All entries below need to be written out exactly, but without their pictures.

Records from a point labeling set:
+--

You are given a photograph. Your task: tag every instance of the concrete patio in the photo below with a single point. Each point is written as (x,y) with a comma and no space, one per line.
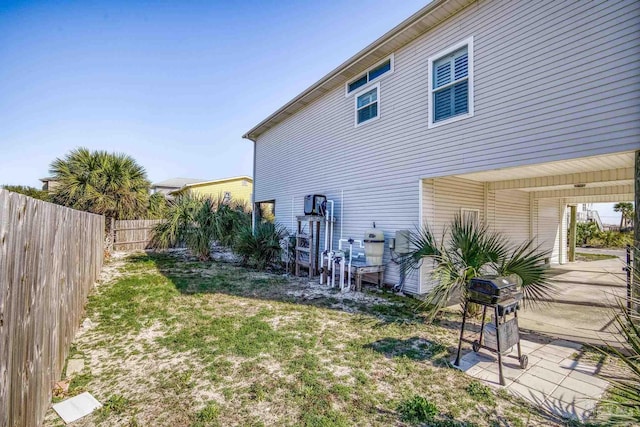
(553,379)
(581,310)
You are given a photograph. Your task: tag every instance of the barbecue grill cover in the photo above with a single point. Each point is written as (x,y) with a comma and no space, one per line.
(491,289)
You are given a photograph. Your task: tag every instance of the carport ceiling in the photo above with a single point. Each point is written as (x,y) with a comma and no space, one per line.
(619,161)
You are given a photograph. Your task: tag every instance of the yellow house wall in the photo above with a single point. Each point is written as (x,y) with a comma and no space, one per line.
(238,191)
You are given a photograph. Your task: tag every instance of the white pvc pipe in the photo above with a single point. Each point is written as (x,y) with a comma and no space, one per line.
(350,258)
(331,225)
(341,211)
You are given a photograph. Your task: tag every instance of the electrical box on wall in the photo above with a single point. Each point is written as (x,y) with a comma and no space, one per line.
(401,242)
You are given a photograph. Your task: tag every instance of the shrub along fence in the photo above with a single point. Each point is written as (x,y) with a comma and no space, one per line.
(134,234)
(50,257)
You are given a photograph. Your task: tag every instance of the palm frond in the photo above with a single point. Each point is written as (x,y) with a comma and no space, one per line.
(527,262)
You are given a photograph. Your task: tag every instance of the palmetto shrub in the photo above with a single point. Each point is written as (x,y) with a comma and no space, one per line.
(198,222)
(468,249)
(110,184)
(260,247)
(623,406)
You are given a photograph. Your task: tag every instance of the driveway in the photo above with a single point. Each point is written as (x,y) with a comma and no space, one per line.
(583,306)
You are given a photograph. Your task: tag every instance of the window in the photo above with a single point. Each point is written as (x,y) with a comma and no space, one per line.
(451,84)
(470,214)
(367,105)
(371,74)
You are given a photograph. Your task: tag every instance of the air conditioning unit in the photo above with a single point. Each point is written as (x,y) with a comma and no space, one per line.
(315,204)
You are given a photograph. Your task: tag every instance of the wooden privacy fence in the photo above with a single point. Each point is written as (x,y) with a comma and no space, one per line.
(50,257)
(134,234)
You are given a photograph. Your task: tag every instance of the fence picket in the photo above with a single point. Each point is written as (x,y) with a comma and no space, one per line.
(50,257)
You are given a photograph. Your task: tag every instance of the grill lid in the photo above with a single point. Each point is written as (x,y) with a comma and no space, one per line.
(492,290)
(491,285)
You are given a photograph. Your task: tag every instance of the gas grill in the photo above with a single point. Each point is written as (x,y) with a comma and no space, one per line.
(496,290)
(503,296)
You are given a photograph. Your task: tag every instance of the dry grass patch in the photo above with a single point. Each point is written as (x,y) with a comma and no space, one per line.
(175,342)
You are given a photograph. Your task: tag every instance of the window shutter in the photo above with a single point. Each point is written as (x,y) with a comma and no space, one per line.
(461,66)
(454,99)
(442,104)
(461,98)
(442,73)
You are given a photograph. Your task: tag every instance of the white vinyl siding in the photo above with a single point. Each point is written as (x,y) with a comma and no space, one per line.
(444,198)
(577,93)
(512,215)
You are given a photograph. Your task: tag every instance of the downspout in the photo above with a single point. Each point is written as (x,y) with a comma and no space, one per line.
(253,196)
(253,192)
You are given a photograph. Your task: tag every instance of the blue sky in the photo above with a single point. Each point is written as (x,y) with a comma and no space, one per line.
(174,84)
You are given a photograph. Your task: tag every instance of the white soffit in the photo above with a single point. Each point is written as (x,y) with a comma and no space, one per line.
(563,167)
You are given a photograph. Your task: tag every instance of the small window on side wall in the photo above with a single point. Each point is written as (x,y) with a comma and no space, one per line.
(451,84)
(367,105)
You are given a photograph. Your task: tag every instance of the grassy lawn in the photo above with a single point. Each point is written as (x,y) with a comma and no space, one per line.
(174,342)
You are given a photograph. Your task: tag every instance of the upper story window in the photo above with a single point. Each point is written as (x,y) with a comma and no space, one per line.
(368,105)
(370,75)
(451,84)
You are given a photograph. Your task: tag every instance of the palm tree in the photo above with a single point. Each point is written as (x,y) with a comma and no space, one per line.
(199,221)
(626,213)
(469,249)
(110,184)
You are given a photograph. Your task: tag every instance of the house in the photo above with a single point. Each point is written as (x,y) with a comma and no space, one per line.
(239,188)
(49,184)
(167,186)
(512,110)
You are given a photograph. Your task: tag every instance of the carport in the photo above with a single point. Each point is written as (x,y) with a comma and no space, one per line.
(532,202)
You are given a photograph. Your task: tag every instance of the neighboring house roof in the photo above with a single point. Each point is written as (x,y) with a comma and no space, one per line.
(175,182)
(412,27)
(215,181)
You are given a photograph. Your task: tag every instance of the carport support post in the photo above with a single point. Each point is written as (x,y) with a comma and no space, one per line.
(636,230)
(572,233)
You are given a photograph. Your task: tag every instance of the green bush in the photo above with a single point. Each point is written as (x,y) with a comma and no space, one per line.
(417,410)
(197,222)
(262,247)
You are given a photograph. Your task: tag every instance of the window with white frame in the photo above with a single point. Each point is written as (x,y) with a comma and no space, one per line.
(367,105)
(370,75)
(470,214)
(451,84)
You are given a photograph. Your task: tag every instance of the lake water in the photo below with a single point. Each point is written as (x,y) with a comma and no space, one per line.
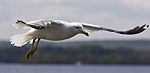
(33,68)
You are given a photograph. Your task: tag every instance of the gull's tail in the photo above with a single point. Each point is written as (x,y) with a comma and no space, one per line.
(20,39)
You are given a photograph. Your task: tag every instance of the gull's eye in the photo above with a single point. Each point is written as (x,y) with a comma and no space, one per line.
(77,27)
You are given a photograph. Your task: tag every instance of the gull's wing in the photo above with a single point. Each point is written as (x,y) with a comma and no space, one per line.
(135,30)
(37,24)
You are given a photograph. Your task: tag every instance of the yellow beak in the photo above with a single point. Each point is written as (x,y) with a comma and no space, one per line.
(85,33)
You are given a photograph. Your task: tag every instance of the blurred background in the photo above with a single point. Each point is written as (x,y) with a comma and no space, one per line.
(101,52)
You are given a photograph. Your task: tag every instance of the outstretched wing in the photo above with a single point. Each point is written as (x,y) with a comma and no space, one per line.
(37,24)
(135,30)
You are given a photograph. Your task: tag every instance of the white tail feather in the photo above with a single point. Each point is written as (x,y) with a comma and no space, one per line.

+--

**SOLUTION TO THIS EXERCISE:**
You are given a photograph. Your task: tag every instance of the concrete patio in the photo below with a single point. Each point is written as (x,y) with a comma and no space, one per line.
(553,379)
(581,310)
You are given a photograph. Your task: tag every instance of the barbecue grill cover in the photo above with a single point. Each point is written as (x,y) with a comma and no space, one per line.
(491,289)
You are given a photograph. Your task: tag every instance of the carport ceiling in the photo above with a single point. Each point is written as (x,y) with a comma and no space, one per line.
(619,161)
You are given a photograph. Your task: tag every instance of the yellow house wall in the photo above with a single point. Each point is written as (x,y) with a comma and no space, one per line.
(238,191)
You are given a photograph. Your task: tag every instance of the white pvc pipe in the photo above with a single point. Each point is written as (x,y) with a comma and no space, one per line.
(350,258)
(331,225)
(341,211)
You are given a photograph. Your task: tag every instance of the electrical box on wall in the photo above with a single point. Each point is written as (x,y) with a comma and no space, one per line.
(401,242)
You are given a photograph. Your task: tag every instance of the shrub along fence in the photo above with a single point. Each point is written as (x,y) with a comma and no space, one per line.
(134,234)
(50,257)
You are given a photograph. Your task: tag every instance of the palm frond in the photo above with a single point. Each point is written as (x,y) with a comma and no space, one per line.
(527,262)
You are given a photograph. Your task: tag every instance of the palmetto shrub in the photo above with a single point. Each point is written as (x,y) with a comma and no space, one per line.
(198,222)
(468,249)
(110,184)
(260,247)
(623,406)
You are given a photograph. Your task: tag every instance of the driveway in the photo above with a single point. Each point is written as (x,y) with a comma and no space, one per line.
(583,306)
You are given a photograph. Your task: tag every instance of the window in the photo above with a single point. Each point is written as (x,y) with a comma and no space, one per line.
(451,84)
(470,214)
(367,105)
(371,74)
You are given a photograph. Your task: tag every instance of the air conditioning unit in the photo above with a single point. Each point is written as (x,y) with a comma and no space, one per line.
(315,204)
You are given a photograph. Your task: tag every instance of the wooden privacy fence in the photo above with a single point. Each point is written as (x,y) with a comma and no space, one per line.
(50,257)
(134,234)
You are given a photograph. Your task: tag every instance of the fence picket in the photo above with a single point. Each point is written as (x,y) with a comma and no space, one per line.
(50,257)
You are given a photograph. Your task: tag every instance of the grill lid in the photo above with a single point. Each point is written as (x,y) with a comma and no space, one per line.
(492,290)
(491,285)
You are given a photograph. Your task: tag every instance of the gas grill in the photo above with a single point. Each point is written as (x,y) with a comma and no space, one per line.
(496,290)
(503,296)
You are given a photograph. Your task: tag every instance of the dry grass patch in the photo above with a single point. Each point is written as (x,y) with a comma and no space, one per line.
(175,342)
You are given a photograph. Your task: tag every instance of the window shutter in the photo above with a single point. Each point is written as (x,y) with a comma and no space, one per line.
(461,66)
(454,99)
(442,104)
(461,98)
(442,73)
You are given a photograph. Your task: tag every instance of the white vinyl siding in the photo above with a single point. Each point is written as (x,y) with a comma and no space, one per line.
(444,198)
(577,93)
(512,215)
You are given a photograph. Your task: tag every instance of the downspout in the photo above with a single point. Each point is written as (x,y) with a comma and no space, one per line.
(253,196)
(253,192)
You are given a photograph. Your task: tag every instance of the blue sky in the photo above with a single point. Each point is written as (x,y) with a comma and no space, one per line.
(174,84)
You are given a photograph. Your task: tag every instance of the white soffit in the photo above with a single point. Each point is written as (x,y) with a comma and no space, one per line.
(563,167)
You are given a photograph. Your task: tag every instance of the small window on side wall in the photo above with a single point. Each point is written as (x,y) with a comma and no space, one per line.
(451,84)
(367,105)
You are given a photograph. Your task: tag every instance of the grassy lawn in the photo above with a single point. Each point is written as (x,y) with a comma and no space, one per line.
(174,342)
You are given a photograph. Your task: tag every instance of the upper story window in the photo above with a single point. Each point is written as (x,y) with a comma and no space, one per line.
(368,105)
(370,75)
(451,84)
You are given a photograph. Your task: tag every instance of the palm tree in the photo above with a single point. Each point is written as (x,y) with a comma and no space, one per line.
(199,221)
(626,213)
(469,249)
(110,184)
You are given a photograph. Your task: tag every instance of the house in the photo above with a single point. Each point is written as (x,y) with a comma and no space, one per line.
(239,188)
(49,184)
(167,186)
(512,110)
You are given a photograph. Your task: tag every instance of the carport in the photo above with a single point. Each point is written as (x,y) with a comma and no space, one per line.
(532,202)
You are given a photograph. Your task: tag every instance of the neighboring house roof in the photo above with a single point. Each point is written as (x,y) with a comma and no space, one per line.
(175,182)
(412,27)
(215,181)
You are given a photograph. Your task: tag every instance of the carport support post in the photo above with a single point. Each point is written as (x,y) with a comma and no space, one per line.
(636,230)
(572,233)
You are given a photograph. Your task: tag every instance of the green bush in the photo above with a single point. Each point is written as (x,y) with a comma and no space, one per line.
(417,410)
(197,222)
(262,247)
You are given a photograph. Your task: tag every instance of the window with white frame in the photo above with a single point. Each point is written as (x,y) with a comma and no space, one per line.
(367,105)
(370,75)
(470,214)
(451,84)
You are given a photograph. Your task: tag every instance of the lake water in the photo below with a single point. Each point is written as (x,y) with a comma and no space, one per line.
(33,68)
You are given a photograph. Your task: tag every instance of the gull's tail in the photo above with a single point. Each point is written as (x,y) with a comma and no space, one per line.
(20,39)
You are given a photograph. Your task: tag every instance of the gull's eye in the photo above with a single point. Each point is written as (x,y) with a comma and no space, one per line.
(77,27)
You are given a photograph. Your task: tag every instance of the gull's wing in the photo above with a single point. Each point is written as (x,y) with a comma and no space, one per line.
(135,30)
(37,24)
You are given a photograph. Your task: tag every instance of the yellow beak in the photo above with a single point. Each point is written as (x,y) with a comma and no space, one per line.
(85,33)
You are given a photograph. Your task: tag every instance of the blurred background in the photo above with a single point. Each point is written as (x,y) with a comma and no space, one per line.
(101,52)
You are given a photograph. Your task: tag every instance of the outstretched wing in the photo above with a single point. Each point is written as (x,y) with a comma and no space, one per line.
(37,24)
(135,30)
You are given a photograph. Your task: tag every instance of the white tail feather in the photo above with a single point. Each point is written as (x,y) with a comma and no space, one per line.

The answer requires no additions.